- _Problem set_:
1. In the note for new MOBI readers below, turn the paragraph that starts "Many excellent websites provide breastfeeding basics" into a short bulleted list that keeps its main facts.
2. Which temporary, painful conditions does the note for new MOBI readers below list?
3. Pick up the note for new MOBI readers below after its final sentence and write what comes next.
── Supplied passage ──
For the New Reader at MOBI
Don't Be Discouraged!
While general information and breastfeeding basics are to be found at MOBI Motherhood Intl’s website, our intent is to go beyond the norm in addressing extreme breastfeeding challenges. A woman who has never breastfed, reading at MOBI, could get the impression that breastfeeding must be really, really hard. This is not our intention. For most women, breastfeeding is not hard, especially if they are knowledgeable about the most common problems that can derail a breastfeeding relationship: events surrounding the birth, position and latch, and temporary, painful conditions such as engorgement, cracked nipples, plugged ducts, thrush and mastitis.
Many excellent websites provide breastfeeding basics and meet the needs of the majority of women. MOBI is for those mothers who need information about extraordinary breastfeeding difficulties. As you read at MOBI, keep in mind that you will learn about many situations we hope you never experience. This knowledge can help you have empathy if you meet mothers going through difficult breastfeeding experiences. And if you were to encounter any of these problems yourself, this knowledge could help you get through them with a little less difficulty and emotional upheaval.
Please realize as you read that we do not wish to discourage you, or anyone, from breastfeeding. Just the opposite. Too many mothers stop breastfeeding because they don’t have the information they need to overcome the circumstances they face. Families may go on to feel regret, anger, and sometimes depression caused by breastfeeding loss and grief. The rewards of breastfeeding are immeasurable—as any of our MOBI mothers can attest.
───
── Stored data ──
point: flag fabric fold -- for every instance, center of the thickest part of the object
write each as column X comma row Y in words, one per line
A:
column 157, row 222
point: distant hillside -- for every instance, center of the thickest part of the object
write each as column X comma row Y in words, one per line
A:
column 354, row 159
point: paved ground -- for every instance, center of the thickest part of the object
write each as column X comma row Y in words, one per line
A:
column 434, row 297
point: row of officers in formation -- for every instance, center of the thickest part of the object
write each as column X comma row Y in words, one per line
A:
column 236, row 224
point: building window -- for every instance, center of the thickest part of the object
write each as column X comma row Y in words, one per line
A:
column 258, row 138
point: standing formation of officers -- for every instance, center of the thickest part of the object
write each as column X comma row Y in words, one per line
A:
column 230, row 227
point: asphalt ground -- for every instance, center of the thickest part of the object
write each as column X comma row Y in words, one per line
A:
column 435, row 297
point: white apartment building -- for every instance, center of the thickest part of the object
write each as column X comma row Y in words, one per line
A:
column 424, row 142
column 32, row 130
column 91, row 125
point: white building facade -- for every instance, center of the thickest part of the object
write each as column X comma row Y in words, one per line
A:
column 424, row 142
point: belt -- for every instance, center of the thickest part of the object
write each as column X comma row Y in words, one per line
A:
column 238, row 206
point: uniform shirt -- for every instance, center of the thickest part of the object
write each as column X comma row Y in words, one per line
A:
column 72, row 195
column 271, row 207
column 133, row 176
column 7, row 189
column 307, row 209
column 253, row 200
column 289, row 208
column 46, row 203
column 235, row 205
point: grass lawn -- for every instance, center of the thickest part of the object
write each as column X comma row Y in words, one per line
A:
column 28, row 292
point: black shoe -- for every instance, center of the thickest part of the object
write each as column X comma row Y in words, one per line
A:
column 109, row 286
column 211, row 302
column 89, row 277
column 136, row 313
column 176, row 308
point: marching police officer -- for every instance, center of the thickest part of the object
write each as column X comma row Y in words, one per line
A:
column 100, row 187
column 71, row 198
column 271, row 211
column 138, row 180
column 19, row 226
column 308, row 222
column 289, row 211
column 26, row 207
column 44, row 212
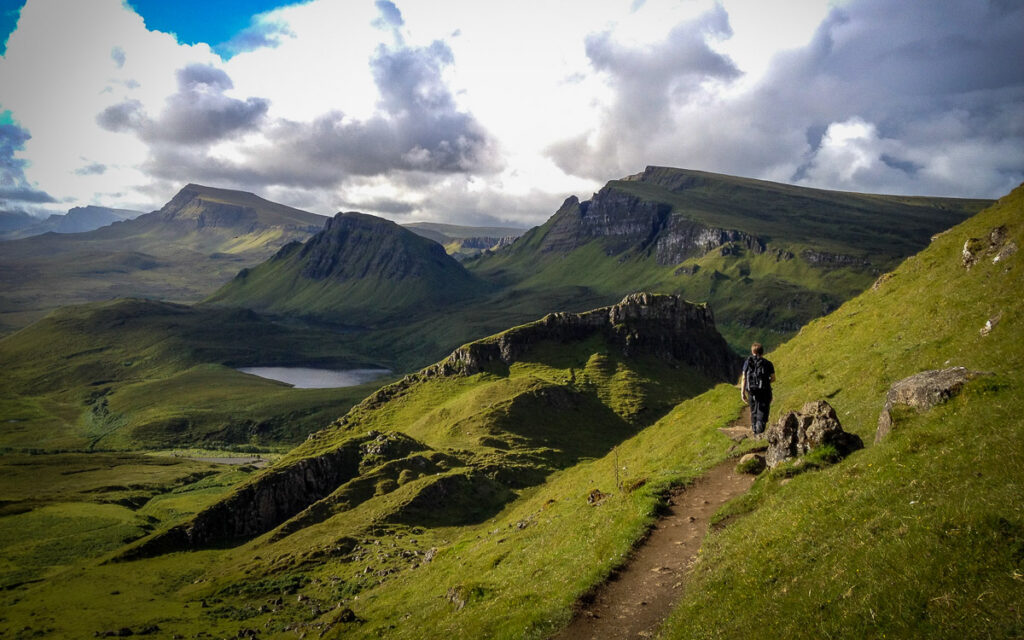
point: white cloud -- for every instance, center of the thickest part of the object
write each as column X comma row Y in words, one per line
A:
column 498, row 111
───
- _Answers for each item_:
1.
- Many websites cover breastfeeding basics and serve most women.
- MOBI is for mothers who need information about extraordinary breastfeeding difficulties.
- Readers will learn about situations MOBI hopes they never experience.
- This knowledge can build empathy for mothers going through hard breastfeeding experiences.
- If readers face these problems themselves, the knowledge could ease the difficulty and emotional upheaval.

2. Engorgement, cracked nipples, plugged ducts, thrush and mastitis.

3.
While the concerns of breastfeeding are our focus, we wish to increase public awareness that breastfeeding problems commonly tie in to other concerns of both the mother and the baby. At MOBI, we have seen that babies who had problems breastfeeding frequently had a developmental or physical problem diagnosed later on. If a baby’s breastfeeding problems were taken more seriously from the onset - problems with latching, swallowing, etc. - instead of just telling the Mom to give it up and bottle feed, more babies would profit through early intervention and appropriate therapy.
On the mother’s side, rather than dismissing a mother’s low supply and offering bottled milk as a solution, healthcare providers could address the issues behind the low supply – insufficient glandular tissue, anemia, hormonal imbalances, or other health issues. Then, even if the mother isn't able to breastfeed her current baby, at least the problem has been identified, the mother’s health improved, and the mother can make peace with her disappointment.